■ **TASK DIRECTIONS**:
From the first line to the last, print the records exactly.

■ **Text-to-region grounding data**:
===============

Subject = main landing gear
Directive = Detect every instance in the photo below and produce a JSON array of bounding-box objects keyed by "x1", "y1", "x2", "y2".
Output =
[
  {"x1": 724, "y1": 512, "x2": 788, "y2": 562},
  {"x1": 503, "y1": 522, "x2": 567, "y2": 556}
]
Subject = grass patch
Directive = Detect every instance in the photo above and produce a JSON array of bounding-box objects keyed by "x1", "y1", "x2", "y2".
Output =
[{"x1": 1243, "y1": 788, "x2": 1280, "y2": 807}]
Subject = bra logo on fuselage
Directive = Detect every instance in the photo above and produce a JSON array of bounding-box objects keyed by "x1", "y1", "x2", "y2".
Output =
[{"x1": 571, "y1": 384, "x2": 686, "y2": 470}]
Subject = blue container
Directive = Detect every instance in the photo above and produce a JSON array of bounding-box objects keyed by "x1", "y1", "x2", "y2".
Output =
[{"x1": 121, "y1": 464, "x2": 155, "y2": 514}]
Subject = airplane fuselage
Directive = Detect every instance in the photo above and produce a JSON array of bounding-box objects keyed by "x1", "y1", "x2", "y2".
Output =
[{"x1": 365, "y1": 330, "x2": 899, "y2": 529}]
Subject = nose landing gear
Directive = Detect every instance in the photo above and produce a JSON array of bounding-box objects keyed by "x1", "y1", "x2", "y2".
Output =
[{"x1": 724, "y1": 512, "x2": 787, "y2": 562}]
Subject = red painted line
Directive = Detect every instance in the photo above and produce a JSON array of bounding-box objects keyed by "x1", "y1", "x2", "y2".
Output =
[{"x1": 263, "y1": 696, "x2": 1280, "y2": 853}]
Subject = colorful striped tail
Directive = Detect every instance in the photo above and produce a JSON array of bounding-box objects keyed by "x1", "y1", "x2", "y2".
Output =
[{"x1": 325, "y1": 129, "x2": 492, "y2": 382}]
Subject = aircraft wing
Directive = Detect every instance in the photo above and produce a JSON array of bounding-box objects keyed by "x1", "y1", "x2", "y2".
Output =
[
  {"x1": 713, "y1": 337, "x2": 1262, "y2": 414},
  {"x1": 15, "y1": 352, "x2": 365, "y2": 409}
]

===============

■ **FINISHED TASK**:
Subject = main landing gear
Directive = Detect every instance in the photo below and produce a JSON array of bounding-box objects keyed by "x1", "y1", "x2", "y2".
Output =
[
  {"x1": 724, "y1": 512, "x2": 788, "y2": 562},
  {"x1": 503, "y1": 522, "x2": 567, "y2": 556}
]
Subject = grass patch
Directive = Detect every instance in the photo above and produce a JSON array of bounding-box objects keyed by "x1", "y1", "x2", "y2".
Output =
[{"x1": 1243, "y1": 788, "x2": 1280, "y2": 807}]
Subject = bra logo on fuselage
Directive = Detect every instance in the photo above and produce a JSON array of bounding-box objects keyed by "x1", "y1", "x2", "y2".
Output =
[{"x1": 571, "y1": 384, "x2": 686, "y2": 470}]
Subject = blue container
Directive = Detect every instance in the photo above and produce a JSON array of bounding-box objects keyed by "x1", "y1", "x2", "y2".
Output =
[{"x1": 121, "y1": 464, "x2": 155, "y2": 514}]
Subject = airplane fuselage
Directive = Detect every instance in the photo above and produce a JSON array of bounding-box objects keyed by "x1", "y1", "x2", "y2".
Output =
[{"x1": 365, "y1": 330, "x2": 899, "y2": 529}]
Subject = nose landing gear
Directive = Detect every instance in the photo above and produce a JSON array of bounding-box objects keyed by "x1", "y1", "x2", "y2".
Output =
[{"x1": 724, "y1": 512, "x2": 787, "y2": 562}]
Subject = red painted line
Directive = Detect every instance in the photo above and produce a JSON array of bounding-box objects keyed by "x1", "y1", "x2", "y2".
Output =
[{"x1": 263, "y1": 696, "x2": 1280, "y2": 853}]
Subject = colorful striped tail
Directive = Detect every instance in the photo above and produce a JSON array of bounding-box objects keyed by "x1", "y1", "x2", "y2".
Output =
[{"x1": 325, "y1": 129, "x2": 492, "y2": 382}]
Subject = aircraft wing
Directive = Detect every instance in the photo above and produce a JSON array of bounding-box objects keyed by "x1", "y1", "x2", "y2".
Output =
[
  {"x1": 713, "y1": 337, "x2": 1262, "y2": 414},
  {"x1": 15, "y1": 352, "x2": 365, "y2": 409}
]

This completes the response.